Work request: Give every entry again, exactly as it stands.
[Data Boundary: Start]
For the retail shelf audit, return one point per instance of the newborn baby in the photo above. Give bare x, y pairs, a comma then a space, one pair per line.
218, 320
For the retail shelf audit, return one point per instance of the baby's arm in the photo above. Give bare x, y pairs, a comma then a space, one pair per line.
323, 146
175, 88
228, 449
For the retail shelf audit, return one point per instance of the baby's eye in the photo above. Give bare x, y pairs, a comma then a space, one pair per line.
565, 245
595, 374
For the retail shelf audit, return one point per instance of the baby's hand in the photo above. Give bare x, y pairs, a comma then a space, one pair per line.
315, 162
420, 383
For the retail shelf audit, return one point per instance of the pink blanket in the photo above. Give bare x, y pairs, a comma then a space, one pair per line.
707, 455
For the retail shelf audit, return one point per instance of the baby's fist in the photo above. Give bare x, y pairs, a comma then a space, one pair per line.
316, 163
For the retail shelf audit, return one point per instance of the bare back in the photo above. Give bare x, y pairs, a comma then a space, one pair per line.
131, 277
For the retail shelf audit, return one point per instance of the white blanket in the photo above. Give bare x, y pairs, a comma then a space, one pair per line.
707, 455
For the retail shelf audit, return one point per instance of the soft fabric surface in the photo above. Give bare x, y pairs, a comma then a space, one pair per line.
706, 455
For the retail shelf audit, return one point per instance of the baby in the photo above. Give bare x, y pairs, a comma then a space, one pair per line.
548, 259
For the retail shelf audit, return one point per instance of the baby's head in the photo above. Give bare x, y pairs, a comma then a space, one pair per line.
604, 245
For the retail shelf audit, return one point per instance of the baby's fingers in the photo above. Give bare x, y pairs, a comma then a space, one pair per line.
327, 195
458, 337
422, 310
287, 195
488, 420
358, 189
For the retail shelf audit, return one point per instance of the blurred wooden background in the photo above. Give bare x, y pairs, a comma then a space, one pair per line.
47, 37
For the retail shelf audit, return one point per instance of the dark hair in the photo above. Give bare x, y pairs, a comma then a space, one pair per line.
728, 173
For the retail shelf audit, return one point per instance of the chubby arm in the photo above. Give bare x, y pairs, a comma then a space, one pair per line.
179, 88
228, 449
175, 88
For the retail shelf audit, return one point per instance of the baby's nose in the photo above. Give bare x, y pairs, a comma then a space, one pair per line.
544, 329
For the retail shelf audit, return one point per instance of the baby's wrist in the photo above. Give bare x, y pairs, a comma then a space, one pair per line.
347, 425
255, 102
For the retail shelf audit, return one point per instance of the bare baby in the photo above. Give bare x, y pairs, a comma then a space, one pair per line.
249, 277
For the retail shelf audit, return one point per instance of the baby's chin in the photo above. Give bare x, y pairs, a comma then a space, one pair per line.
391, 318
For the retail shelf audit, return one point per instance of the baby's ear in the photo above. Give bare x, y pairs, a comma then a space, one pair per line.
[Data Boundary: End]
Response area:
For the retail shelf audit, return one point per instance of the newborn baby in the photo above. Give bare x, y pairs, a comma then a space, one pair per line.
218, 320
For the retail shelf audit, return one point per instance of the baby's arm in the photo above. Give bare x, y pairs, a comma then a space, one pair per line.
323, 146
175, 88
228, 449
For the retail shelf audit, return one point per instance of the baby's eye in the photo above. Give bare x, y pairs, a comma then a space, one pair per line.
565, 245
595, 374
For the retail shelf audit, return one point per instance of the baby's hand in the photo above. Give bare x, y pairs, a comma then a space, one pair per line.
315, 162
420, 383
For the retail shelf audit, return one point per instance of the pink blanket in the photo above. Give bare x, y pairs, a comma then a space, one pair per line.
707, 455
For the retail shelf audit, return one point per instance of the baby's fist in the photo above. Give bare x, y pairs, a comma then a space, one pair per line.
316, 163
For the retail shelf audit, return one point per instance of the bare back in the photo above. Give bare x, y pairs, a comma then a space, one pair per line.
131, 277
For the retail shelf audit, return one point per instance of the white blanket in the photo above. Give bare x, y pairs, a comma then a space, one pair per line.
707, 455
For the retail shelf audit, return one point per instance of the soft fabric surface in the photo above. Give bare x, y pairs, a comma then a space, one pair per line.
706, 455
For the retail shelf audit, return one point per instance of the baby in the photo above. Give bare x, y pairs, a comma then a space, one pair per line.
548, 259
For the retail shelf audit, return one point per instance of the baby's head in the photo above. Give bare x, y pairs, a comma then a space, one pair per line.
604, 245
For the retail shelf audit, return one point per instance of the baby's fingers in the photo above. Give bare x, y pairs, a comma then a space, one pair per line.
327, 195
458, 337
422, 310
287, 195
488, 420
358, 189
For the retail shelf audit, return one point per instance of the blurred wooden background in the photo above. Give bare x, y pairs, a comma then a space, one pair per line.
47, 37
For the retail shelf audit, return one point per instance of the dark hair in the photo above. Give bare x, y pairs, a comma then a space, one pair per line.
728, 173
For the retail shelf audit, return one point per instance of the chubby arm in the photo above. Give bare x, y pairs, a comma then a space, one pair per line.
179, 88
228, 449
175, 88
For the retail shelf audit, return one point per instance of the baby's nose in the photo above. Give bare x, y pairs, a comma then a space, one pair per line.
544, 329
For the retail shelf audit, return one point per instance of the baby's wrist in the photo above. Give bare x, y pairs, a comma then a space, one pair per line.
347, 425
255, 102
For the retail shelf audit, return one point per instance of the bare baby in the photo above. Give bare x, y pairs, a comma then a space, one pair per line.
249, 277
For the retail shelf audit, return one point per instance of the baby's chin in the photo above. Give bare x, y pairs, a comma then a space, one pair per line.
391, 318
For the retail shelf audit, return one point per instance of the baby's ear in the photo above. Give bare x, y pairs, a comma then a space, one pair per line.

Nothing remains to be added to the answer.